■ **Problem details**: Will you transcribe all the entries word for word, skipping the pictures they hold?

■ **Extracted information**:
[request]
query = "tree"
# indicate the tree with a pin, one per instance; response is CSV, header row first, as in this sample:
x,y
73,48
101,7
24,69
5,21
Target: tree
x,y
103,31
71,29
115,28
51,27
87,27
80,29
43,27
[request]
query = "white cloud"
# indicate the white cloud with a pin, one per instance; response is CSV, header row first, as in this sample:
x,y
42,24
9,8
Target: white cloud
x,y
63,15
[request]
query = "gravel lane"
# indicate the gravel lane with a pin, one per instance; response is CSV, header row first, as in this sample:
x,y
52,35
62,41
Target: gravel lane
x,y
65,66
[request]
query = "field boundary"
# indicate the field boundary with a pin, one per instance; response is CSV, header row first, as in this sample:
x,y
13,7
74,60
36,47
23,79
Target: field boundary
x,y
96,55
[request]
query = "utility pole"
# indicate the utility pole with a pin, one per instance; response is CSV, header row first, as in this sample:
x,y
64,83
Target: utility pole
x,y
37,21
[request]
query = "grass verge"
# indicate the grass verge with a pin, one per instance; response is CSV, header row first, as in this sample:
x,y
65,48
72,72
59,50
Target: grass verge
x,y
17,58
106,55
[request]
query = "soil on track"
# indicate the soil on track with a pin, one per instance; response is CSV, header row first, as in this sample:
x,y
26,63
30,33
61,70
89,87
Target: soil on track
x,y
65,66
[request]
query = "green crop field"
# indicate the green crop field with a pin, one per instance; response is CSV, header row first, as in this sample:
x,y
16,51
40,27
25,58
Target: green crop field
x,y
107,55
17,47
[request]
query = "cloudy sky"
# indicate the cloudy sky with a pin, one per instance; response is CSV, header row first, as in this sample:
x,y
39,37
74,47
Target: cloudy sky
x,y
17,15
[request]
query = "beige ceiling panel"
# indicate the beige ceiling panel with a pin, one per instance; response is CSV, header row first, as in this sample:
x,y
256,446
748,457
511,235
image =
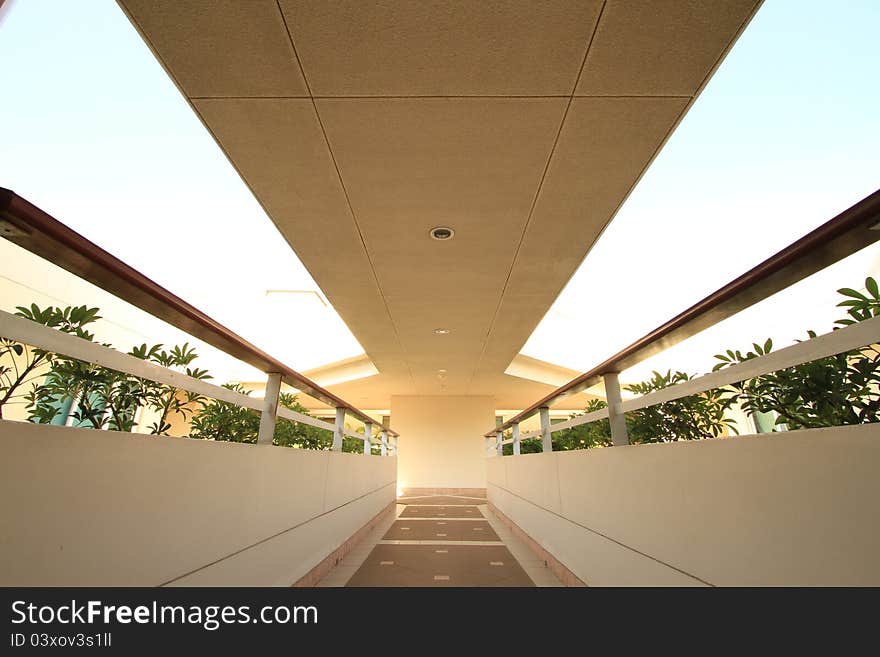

■ **Exercise output**:
[request]
query = "tree"
# indicate the tree with a pin, one per instance; response is CSV, header row first, as in this sample:
x,y
73,48
101,7
24,69
5,21
Target: tree
x,y
103,31
71,29
115,28
51,27
87,27
80,29
43,27
[request]
query = "white cloud"
# indicate the white cloud with a pin, one per instance; response is CSV, header row first, as in this sample:
x,y
42,24
9,8
Target: white cloud
x,y
63,15
[request]
query = "gravel lane"
# indicate the gravel lane with a pin, one per instance; response is CSV, header row first, as in this sample:
x,y
52,35
62,41
Target: gravel lane
x,y
65,66
[request]
query = "field boundary"
# indicate the field boundary with a pin, one per instance; response is CSV, header row first, as in this sample:
x,y
13,7
74,60
36,47
23,79
Target: field boundary
x,y
96,55
[request]
query = "utility pole"
# indicate the utility pole with a pin, one per instance; response is CSV, header row first, as in this sample:
x,y
64,83
Target: utility pole
x,y
37,21
[request]
query = "grass verge"
# indicate the grass verge with a pin, one per instance; response is CSV, header row first, as in this sample:
x,y
65,48
72,72
59,50
Target: grass verge
x,y
17,58
106,55
[request]
query = "soil on track"
# indicate the soil on track with a pin, one per instance; response is CSV, header row first, as in this sample:
x,y
26,63
30,33
61,70
89,87
Target: soil on track
x,y
65,66
[request]
query = "green crop field"
# indicate the green crop field with a pin, one per instance; response is CSV, header row first, as in this sample:
x,y
16,51
40,27
25,58
Target: green crop field
x,y
107,55
17,47
[request]
query = "cloudy sky"
# indicate the cloudy sky with a pin, one per instance; response is CSV, header row first, as in this sample:
x,y
39,37
74,47
Target: cloudy sky
x,y
17,15
[request]
query = "beige ceiling panel"
# indicate the beige ceiling panel with a pin, one per instance; response is CSV, header row first, as in this sample:
x,y
256,446
748,457
511,235
image =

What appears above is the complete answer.